**Passage**
A DHCP question from a PhD student...

Yaron Weinsberg wyaron at gmail.com
Fri Jan 6 06:13:35 UTC 2006


thanks for the quick response. I see your point but still
I am amazed by the fact that the RFC authors thought about
this few years before IEEE 1394...

thanks!

Yaron.


still, since DHCP RFC

On 1/5/06, David W. Hankins <David_Hankins at isc.org> wrote:
> On Thu, Jan 05, 2006 at 12:12:35PM +0200, Yaron Weinsberg wrote:
> > I hope you can help me out  here with the following question:
> > (I am a PhD student who teaches DHCP among other things)
> >
> > what is the purpose the transaction id in the DHCP packets?
> > the rfc say that it is used to correlate requests and replies but the client
> > can ALWAYS check the "chaddr" (client hardware address) to verify that
> > the reply is for him.  Even if a client sets the broadcast bit, the chaddr will
> > always contain the target mac address...
>
> Only where chaddr is relevant.
>
> Look at RFC2855 (DHCP for IEEE 1394).  The htype is 24, the hlen is
> required to be zero (I'm fuzzy on 1394 mechanics, so I'll leave why
> as an excercise for the reader).  Essentially, no address.

Records taken from a collection:
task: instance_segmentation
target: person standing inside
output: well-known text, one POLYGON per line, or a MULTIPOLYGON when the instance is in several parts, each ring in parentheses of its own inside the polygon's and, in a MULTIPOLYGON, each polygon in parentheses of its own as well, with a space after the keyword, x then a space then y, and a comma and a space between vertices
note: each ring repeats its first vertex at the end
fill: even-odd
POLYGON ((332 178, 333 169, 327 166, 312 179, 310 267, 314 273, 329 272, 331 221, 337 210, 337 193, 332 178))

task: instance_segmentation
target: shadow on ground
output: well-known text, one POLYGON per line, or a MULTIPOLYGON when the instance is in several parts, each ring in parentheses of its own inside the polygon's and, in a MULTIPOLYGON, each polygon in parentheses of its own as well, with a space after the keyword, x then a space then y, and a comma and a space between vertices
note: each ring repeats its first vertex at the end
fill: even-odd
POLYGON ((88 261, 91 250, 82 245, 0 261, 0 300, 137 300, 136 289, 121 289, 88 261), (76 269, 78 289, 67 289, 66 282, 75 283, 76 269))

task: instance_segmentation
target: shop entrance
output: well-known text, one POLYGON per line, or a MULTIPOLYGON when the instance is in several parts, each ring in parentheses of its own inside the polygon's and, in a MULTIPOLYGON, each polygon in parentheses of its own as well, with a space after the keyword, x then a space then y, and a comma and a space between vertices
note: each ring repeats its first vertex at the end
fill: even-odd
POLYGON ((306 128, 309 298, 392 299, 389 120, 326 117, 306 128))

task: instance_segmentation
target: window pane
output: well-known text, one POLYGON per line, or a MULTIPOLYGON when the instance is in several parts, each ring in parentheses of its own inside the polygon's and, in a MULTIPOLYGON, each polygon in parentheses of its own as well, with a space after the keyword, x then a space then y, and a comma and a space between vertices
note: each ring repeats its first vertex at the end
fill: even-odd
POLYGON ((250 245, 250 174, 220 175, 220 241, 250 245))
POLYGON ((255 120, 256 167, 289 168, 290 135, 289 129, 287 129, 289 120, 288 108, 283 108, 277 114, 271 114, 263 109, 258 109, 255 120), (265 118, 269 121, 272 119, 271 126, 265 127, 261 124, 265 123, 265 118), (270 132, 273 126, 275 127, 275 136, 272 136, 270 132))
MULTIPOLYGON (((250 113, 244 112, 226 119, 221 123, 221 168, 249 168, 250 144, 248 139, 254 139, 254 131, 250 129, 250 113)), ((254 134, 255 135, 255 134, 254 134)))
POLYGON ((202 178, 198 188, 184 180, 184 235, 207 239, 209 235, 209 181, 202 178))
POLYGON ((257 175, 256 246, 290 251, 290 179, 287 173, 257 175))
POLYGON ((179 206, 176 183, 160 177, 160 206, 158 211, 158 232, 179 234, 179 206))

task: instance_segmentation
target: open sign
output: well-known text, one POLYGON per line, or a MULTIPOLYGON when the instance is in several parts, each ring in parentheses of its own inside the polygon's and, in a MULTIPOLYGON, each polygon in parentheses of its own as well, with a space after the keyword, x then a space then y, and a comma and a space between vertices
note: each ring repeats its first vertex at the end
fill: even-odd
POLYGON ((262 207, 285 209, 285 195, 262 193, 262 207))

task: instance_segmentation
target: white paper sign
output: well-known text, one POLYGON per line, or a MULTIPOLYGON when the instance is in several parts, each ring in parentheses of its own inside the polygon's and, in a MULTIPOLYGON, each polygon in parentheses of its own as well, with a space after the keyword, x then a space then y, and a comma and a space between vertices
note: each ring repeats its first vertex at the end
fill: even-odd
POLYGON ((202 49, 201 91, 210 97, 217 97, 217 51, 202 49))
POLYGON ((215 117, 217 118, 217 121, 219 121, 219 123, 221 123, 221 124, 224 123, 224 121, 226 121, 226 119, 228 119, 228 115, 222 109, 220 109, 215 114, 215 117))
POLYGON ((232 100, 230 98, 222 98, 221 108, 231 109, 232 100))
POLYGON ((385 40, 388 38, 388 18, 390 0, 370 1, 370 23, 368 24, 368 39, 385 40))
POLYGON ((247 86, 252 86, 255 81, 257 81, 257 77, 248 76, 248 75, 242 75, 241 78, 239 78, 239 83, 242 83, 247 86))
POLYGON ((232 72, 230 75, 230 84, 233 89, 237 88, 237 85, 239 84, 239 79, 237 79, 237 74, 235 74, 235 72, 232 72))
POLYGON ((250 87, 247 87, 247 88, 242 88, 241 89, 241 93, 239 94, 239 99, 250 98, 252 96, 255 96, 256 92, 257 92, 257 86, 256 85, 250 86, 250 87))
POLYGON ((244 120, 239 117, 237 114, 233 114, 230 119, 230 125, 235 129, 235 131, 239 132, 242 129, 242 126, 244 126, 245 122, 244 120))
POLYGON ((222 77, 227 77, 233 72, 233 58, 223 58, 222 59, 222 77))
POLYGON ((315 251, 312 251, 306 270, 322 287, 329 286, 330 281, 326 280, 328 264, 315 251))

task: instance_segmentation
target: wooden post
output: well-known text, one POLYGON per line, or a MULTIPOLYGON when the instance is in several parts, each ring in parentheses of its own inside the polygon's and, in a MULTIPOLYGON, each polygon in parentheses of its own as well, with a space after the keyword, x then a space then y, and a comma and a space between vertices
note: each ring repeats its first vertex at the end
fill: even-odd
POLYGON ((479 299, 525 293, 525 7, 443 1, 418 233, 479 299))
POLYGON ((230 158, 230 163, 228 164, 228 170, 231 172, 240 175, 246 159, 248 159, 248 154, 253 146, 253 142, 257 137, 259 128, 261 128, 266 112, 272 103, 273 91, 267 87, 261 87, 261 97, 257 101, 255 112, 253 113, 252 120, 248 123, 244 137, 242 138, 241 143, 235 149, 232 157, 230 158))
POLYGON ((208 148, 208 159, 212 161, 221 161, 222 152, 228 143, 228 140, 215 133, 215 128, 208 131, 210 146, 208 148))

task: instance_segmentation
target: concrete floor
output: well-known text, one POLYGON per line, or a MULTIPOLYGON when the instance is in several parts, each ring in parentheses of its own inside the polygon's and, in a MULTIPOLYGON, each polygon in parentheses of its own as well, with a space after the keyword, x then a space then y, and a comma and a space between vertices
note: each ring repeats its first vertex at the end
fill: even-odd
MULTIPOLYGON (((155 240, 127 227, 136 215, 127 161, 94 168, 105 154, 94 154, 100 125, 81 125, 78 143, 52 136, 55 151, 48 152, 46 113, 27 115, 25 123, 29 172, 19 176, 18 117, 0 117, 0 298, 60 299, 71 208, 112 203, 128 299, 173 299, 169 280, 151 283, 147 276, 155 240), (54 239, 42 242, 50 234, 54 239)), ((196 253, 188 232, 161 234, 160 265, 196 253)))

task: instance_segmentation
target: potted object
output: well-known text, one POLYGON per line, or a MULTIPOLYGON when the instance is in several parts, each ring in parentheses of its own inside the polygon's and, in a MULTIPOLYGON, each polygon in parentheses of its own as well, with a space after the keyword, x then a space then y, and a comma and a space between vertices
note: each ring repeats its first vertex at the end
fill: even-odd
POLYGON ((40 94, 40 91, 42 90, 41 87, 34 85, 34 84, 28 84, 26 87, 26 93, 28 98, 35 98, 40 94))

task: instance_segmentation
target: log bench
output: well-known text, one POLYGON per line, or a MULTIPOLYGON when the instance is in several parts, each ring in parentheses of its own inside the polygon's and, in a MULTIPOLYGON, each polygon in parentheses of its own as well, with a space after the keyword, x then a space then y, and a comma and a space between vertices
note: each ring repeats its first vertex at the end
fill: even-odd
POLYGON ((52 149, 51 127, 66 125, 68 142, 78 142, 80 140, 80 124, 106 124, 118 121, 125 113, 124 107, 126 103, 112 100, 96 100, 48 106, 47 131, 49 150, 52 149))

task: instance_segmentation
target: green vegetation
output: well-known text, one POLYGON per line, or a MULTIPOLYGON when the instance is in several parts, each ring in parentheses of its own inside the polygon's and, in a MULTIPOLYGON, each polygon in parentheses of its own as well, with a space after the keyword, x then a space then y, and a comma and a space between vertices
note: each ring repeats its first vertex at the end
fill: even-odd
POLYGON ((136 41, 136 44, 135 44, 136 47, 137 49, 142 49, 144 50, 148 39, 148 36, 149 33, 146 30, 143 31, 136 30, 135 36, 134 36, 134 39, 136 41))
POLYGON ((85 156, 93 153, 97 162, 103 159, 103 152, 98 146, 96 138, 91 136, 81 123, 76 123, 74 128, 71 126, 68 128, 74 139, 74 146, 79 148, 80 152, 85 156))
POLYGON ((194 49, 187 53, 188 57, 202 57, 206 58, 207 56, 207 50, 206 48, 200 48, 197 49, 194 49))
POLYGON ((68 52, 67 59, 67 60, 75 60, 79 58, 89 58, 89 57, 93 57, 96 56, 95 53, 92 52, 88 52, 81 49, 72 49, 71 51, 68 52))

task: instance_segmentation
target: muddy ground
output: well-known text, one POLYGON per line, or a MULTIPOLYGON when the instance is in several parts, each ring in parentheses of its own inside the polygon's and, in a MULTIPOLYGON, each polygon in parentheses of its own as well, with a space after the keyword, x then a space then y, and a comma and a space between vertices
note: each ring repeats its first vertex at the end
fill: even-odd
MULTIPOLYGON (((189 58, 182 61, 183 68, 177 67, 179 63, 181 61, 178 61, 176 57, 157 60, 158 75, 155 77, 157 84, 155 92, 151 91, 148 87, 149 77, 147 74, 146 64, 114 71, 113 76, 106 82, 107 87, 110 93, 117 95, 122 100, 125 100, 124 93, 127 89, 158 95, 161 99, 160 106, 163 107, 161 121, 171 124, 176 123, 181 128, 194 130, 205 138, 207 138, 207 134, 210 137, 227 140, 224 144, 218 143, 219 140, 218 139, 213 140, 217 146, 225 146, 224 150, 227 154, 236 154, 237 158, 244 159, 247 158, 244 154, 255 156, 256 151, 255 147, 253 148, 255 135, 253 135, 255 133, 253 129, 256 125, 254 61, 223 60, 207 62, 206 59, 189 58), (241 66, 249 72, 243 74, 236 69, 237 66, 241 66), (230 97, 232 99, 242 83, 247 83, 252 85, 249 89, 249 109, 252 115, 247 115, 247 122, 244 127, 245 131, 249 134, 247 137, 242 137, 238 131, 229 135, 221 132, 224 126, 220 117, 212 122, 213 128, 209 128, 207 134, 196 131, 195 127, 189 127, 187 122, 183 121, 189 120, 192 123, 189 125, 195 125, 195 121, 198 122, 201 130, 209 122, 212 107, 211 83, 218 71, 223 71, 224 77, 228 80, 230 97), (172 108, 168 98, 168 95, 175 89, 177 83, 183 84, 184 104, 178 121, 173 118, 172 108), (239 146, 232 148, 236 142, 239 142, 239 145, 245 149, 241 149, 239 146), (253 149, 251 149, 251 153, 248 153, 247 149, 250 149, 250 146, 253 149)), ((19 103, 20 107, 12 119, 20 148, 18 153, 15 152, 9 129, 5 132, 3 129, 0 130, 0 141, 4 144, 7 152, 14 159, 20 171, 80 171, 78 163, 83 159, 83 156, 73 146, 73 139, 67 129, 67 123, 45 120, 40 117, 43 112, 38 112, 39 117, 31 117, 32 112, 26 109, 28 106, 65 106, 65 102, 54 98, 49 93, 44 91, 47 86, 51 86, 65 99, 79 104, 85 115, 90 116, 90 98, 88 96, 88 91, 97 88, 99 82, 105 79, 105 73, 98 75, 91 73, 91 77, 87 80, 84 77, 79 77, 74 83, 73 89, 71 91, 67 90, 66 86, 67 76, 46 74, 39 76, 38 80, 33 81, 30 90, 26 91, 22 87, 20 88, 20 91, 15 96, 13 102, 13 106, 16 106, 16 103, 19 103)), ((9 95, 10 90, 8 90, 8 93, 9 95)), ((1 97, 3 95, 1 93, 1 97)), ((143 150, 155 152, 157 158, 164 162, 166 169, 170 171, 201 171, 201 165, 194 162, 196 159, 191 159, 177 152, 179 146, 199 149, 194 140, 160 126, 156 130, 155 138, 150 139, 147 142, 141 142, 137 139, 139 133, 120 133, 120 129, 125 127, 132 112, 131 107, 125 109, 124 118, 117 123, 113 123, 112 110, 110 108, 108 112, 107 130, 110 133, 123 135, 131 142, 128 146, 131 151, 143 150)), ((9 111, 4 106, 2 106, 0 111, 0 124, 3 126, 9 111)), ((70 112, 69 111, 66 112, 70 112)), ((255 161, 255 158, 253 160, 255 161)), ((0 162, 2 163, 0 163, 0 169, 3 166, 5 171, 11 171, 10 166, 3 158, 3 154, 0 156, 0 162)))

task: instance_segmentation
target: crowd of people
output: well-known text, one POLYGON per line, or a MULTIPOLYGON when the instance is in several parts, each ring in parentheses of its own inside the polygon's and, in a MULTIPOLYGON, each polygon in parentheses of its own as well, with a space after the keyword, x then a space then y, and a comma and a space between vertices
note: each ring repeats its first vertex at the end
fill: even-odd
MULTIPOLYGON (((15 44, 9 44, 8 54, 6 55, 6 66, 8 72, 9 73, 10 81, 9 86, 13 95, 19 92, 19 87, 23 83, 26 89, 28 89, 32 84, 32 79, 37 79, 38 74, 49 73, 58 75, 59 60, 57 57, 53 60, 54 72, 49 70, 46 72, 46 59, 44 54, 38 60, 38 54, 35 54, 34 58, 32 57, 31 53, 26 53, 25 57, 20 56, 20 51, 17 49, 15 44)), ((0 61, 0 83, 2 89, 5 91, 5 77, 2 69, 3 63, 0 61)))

**Exercises to complete**
a: In the DHCP message, what htype value applies to IEEE 1394 under RFC2855?
b: Rewrite the DHCP message, covering everything from "On 1/5/06, David" down to "among other things)", and substitute "graduate student" for "PhD student".

**Solutions in order**
a: 24

b:
On 1/5/06, David W. Hankins <David_Hankins at isc.org> wrote:
> On Thu, Jan 05, 2006 at 12:12:35PM +0200, Yaron Weinsberg wrote:
> > I hope you can help me out  here with the following question:
> > (I am a graduate student who teaches DHCP among other things)